## Start DATA TO PROCESS

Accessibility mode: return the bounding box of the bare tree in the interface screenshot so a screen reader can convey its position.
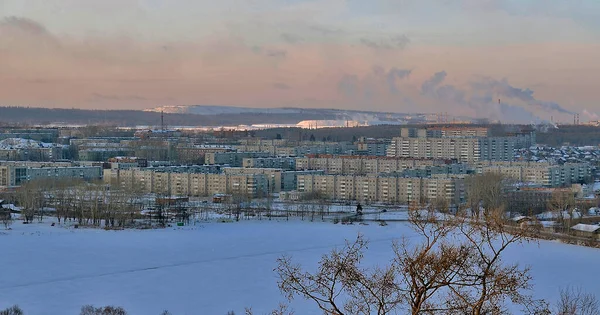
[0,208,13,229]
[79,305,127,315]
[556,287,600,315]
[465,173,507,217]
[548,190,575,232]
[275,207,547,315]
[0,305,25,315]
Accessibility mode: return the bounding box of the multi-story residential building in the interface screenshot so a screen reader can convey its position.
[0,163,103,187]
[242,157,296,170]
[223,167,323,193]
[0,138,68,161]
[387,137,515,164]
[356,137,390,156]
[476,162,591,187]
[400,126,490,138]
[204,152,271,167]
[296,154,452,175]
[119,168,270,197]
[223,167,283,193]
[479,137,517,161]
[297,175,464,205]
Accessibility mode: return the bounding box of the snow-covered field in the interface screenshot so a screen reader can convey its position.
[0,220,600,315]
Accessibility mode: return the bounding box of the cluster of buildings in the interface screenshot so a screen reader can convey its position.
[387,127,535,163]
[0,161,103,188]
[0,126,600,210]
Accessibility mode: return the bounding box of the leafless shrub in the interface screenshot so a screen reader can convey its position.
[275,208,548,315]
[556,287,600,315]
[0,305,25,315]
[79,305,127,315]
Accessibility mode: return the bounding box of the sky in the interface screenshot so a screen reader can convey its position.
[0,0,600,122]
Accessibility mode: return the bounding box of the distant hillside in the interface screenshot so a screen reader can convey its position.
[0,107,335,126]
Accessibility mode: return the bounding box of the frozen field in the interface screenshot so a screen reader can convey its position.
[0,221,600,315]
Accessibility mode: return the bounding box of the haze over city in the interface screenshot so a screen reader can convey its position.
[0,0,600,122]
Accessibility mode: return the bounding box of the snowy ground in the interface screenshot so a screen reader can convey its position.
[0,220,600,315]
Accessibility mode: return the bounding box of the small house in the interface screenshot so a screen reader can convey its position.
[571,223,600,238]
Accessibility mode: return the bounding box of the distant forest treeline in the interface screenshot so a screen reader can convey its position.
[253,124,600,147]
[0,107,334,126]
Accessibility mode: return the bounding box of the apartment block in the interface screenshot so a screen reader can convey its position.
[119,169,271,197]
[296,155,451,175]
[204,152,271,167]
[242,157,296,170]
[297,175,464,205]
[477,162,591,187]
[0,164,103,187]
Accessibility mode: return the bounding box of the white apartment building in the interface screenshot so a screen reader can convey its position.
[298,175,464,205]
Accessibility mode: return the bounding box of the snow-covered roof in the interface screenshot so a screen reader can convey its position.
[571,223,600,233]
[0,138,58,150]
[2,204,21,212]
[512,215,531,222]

## End DATA TO PROCESS

• GIVEN REQUEST: Leave out the pictures and transcribe everything else exactly.

• OUTPUT OF THE EXERCISE:
Accessibility mode: return the bounding box of the bare tree in the interface screenshot so a screen reader can convey its position.
[0,208,13,229]
[79,305,127,315]
[556,287,600,315]
[465,173,507,217]
[548,190,575,232]
[275,207,547,315]
[0,305,25,315]
Accessibility mode: return the bounding box of the multi-story residential building in the interface screenshot so a screen reader can convey its position.
[0,163,103,187]
[242,157,296,170]
[223,167,323,193]
[0,138,68,161]
[387,137,515,164]
[356,137,390,156]
[476,162,591,187]
[400,126,490,138]
[204,152,271,167]
[296,154,452,175]
[119,168,270,197]
[223,167,283,193]
[479,137,517,161]
[297,175,464,205]
Accessibility mode: return the bounding box of the snow-covered field in the interface screenshot so a screen reader can convey its position.
[0,220,600,315]
Accessibility mode: return the bounding box of the cluster of buildings in the interface screenshot so a screen reader can convey its position.
[387,127,535,163]
[0,161,103,188]
[0,126,600,210]
Accessibility mode: return the bounding box of the leafless shrub in the interface screenshot so a screen reader can convey its position.
[275,208,548,315]
[556,287,600,315]
[0,305,25,315]
[79,305,127,315]
Accessibility mode: return the bounding box of the sky in the interface screenshot so a screen reader can convey its position.
[0,0,600,122]
Accessibility mode: return the bounding box of the distant hillside in the interface screenshot so a screen reader can convey its position.
[0,107,335,126]
Accessibility mode: return the bounding box of the frozen field in the interface screenshot so a screen reader can convey its position.
[0,221,600,315]
Accessibility mode: return the bounding box of the haze over city in the interface screenshot so a screen reader can convey its position.
[0,0,600,122]
Accessibility mode: return the bounding box of the snowy ground in the interface screenshot so a screen reader can convey its position.
[0,220,600,315]
Accessibility mode: return the bounding box of the small house in the interface screenshot so a screen reader can convey its position.
[571,223,600,238]
Accessibility mode: return the bounding box of the distant forest treeline in the interface screenshot so a screen reader can convey its position.
[253,124,600,147]
[0,107,334,126]
Accessibility mode: return the bounding box of the apartment block in the interface screenshot so a screen reader can convey its position.
[119,169,271,197]
[296,155,451,175]
[204,152,271,167]
[242,157,296,170]
[297,175,464,205]
[477,162,591,187]
[0,164,103,187]
Accessibility mode: return the bounding box of the white apartment building in the interface screenshot so a screen reader can convey its position.
[298,175,464,205]
Accessibility mode: return the bounding box of the snow-covered roof in the interface screenshot so a screen reader can convey its position.
[571,223,600,233]
[0,138,58,150]
[2,204,21,212]
[512,215,531,222]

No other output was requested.